[Excerpts of annotation records]
• • • • • • •
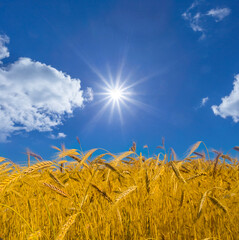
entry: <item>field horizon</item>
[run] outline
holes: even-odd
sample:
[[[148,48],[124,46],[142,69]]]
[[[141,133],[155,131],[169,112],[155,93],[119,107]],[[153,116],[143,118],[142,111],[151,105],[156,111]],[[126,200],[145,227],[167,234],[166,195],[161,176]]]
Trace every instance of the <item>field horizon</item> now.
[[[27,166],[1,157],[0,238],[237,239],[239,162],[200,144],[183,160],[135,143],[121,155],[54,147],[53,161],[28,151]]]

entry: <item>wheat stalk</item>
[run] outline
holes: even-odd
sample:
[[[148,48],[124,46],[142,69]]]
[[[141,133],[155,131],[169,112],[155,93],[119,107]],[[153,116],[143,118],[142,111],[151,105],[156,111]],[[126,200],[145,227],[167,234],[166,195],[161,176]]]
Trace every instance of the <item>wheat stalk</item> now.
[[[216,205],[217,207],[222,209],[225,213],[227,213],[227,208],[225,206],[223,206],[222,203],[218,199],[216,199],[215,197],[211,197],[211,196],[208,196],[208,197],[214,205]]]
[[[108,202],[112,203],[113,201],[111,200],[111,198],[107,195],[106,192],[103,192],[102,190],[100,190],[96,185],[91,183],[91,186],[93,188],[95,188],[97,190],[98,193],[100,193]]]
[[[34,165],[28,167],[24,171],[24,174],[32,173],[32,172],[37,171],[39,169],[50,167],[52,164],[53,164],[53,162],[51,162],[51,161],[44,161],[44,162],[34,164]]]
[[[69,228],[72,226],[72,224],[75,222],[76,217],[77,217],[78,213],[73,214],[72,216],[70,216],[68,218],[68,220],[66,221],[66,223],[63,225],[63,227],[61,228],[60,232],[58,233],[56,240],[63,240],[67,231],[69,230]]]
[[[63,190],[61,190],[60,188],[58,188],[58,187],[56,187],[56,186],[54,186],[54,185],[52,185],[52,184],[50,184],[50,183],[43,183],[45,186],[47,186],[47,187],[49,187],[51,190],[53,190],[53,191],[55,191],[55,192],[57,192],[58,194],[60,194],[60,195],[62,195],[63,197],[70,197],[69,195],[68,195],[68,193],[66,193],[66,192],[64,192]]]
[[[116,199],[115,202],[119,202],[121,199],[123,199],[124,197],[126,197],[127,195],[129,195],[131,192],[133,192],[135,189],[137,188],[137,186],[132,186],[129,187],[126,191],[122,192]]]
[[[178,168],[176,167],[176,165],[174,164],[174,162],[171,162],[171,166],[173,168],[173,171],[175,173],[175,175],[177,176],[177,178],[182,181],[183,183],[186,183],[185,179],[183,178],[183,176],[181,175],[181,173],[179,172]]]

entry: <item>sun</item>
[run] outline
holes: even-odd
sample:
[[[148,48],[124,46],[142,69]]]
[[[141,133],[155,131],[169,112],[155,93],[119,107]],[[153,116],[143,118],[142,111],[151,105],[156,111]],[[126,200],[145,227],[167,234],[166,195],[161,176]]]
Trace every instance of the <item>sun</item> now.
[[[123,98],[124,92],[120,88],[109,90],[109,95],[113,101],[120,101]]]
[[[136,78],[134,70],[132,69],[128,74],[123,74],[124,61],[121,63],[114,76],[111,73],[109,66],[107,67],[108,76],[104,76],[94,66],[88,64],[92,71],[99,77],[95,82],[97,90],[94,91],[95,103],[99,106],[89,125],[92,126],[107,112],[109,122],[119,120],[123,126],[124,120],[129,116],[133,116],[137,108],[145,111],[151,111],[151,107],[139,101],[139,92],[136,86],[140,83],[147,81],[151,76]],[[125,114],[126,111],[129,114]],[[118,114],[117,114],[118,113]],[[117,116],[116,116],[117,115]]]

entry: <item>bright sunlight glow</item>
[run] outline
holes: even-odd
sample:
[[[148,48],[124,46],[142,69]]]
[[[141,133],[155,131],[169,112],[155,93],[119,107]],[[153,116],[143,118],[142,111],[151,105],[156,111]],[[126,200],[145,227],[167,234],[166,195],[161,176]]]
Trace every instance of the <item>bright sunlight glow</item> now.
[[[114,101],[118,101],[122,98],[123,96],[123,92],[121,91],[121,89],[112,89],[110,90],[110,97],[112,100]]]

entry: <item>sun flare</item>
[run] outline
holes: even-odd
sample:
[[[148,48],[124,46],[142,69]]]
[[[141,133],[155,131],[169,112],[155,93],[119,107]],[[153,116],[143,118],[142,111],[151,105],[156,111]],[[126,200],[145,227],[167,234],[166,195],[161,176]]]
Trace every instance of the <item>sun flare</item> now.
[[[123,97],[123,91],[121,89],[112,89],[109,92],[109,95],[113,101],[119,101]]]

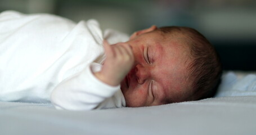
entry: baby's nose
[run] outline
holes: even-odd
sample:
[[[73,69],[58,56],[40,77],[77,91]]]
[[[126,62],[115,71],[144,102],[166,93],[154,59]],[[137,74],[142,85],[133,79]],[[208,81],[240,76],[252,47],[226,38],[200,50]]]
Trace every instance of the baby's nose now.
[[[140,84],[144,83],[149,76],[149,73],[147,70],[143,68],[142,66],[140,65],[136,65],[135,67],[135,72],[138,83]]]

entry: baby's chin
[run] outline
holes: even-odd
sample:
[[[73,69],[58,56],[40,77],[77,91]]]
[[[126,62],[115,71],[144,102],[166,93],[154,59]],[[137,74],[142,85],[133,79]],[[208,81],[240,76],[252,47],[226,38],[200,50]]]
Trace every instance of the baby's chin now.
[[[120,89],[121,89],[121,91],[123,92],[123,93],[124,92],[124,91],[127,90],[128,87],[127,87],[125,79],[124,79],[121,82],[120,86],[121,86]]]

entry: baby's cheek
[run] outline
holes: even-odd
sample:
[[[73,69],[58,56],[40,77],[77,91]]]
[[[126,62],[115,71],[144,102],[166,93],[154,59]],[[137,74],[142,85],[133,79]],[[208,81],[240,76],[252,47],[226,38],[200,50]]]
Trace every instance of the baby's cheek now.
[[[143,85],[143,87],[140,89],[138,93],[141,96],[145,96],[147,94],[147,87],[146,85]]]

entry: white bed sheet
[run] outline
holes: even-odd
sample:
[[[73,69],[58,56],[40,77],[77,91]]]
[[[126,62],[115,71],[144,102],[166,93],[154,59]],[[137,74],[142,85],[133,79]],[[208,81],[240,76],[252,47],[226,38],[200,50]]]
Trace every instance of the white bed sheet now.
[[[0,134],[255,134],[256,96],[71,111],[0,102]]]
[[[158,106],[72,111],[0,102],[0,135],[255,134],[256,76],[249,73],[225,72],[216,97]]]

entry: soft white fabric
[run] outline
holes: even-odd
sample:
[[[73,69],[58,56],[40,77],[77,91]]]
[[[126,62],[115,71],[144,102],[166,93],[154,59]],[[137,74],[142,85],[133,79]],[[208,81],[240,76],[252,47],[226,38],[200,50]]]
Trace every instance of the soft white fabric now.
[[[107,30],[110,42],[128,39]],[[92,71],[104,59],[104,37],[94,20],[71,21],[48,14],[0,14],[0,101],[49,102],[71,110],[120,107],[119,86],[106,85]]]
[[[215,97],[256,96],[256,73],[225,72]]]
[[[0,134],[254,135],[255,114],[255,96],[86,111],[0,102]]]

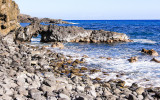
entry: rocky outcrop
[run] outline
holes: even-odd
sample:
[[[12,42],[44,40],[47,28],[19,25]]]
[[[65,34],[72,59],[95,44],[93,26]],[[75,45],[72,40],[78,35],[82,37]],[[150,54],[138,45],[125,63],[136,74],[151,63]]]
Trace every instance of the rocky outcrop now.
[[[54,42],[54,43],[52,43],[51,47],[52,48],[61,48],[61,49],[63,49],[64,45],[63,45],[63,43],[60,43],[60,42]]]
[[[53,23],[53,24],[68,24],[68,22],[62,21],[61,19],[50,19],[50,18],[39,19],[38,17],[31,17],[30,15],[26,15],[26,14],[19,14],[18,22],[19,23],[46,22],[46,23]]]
• • • • • • •
SET TASK:
Repeat the lines above word for word, starting at the line that contains "entry: baby's cheek" and ending at the line that contains "[[[0,134],[254,135],[255,114],[255,96],[86,111],[0,102]]]", with both of those lines included.

ANSWER BELOW:
entry: baby's cheek
[run] outline
holes: even-odd
sample:
[[[73,69],[58,56],[40,77],[77,91]]]
[[[126,62],[115,71],[144,102],[166,93],[154,59]],[[137,74],[142,85],[133,79]],[[208,81],[240,76],[252,47],[226,38],[200,50]]]
Trace every instance of the baby's cheek now.
[[[143,85],[143,87],[140,89],[138,93],[141,96],[145,96],[147,94],[147,87],[146,85]]]

entry: white bed sheet
[run] outline
holes: even-odd
sample:
[[[73,69],[58,56],[40,77],[77,91]]]
[[[126,62],[115,71],[144,102],[166,93],[154,59]],[[137,74],[142,85],[133,79]],[[208,81],[240,76],[252,47],[226,38],[200,50]]]
Trace every instance of the white bed sheet now.
[[[0,134],[255,134],[256,96],[71,111],[0,102]]]
[[[158,106],[72,111],[0,102],[0,135],[255,134],[256,76],[249,73],[225,72],[216,97]]]

entry: soft white fabric
[run] outline
holes: even-odd
sample:
[[[73,69],[58,56],[40,77],[77,91]]]
[[[126,62],[115,71],[144,102],[166,93],[154,59]],[[137,74],[142,85],[133,79]],[[208,81],[240,76],[252,47],[226,38],[200,50]]]
Trace every instance of the soft white fabric now.
[[[107,30],[110,42],[128,39]],[[92,71],[104,59],[104,37],[94,20],[71,21],[48,14],[0,14],[0,101],[49,102],[71,110],[120,107],[119,86],[106,85]]]
[[[215,97],[256,96],[256,73],[225,72]]]
[[[0,134],[254,135],[255,114],[255,96],[86,111],[0,102]]]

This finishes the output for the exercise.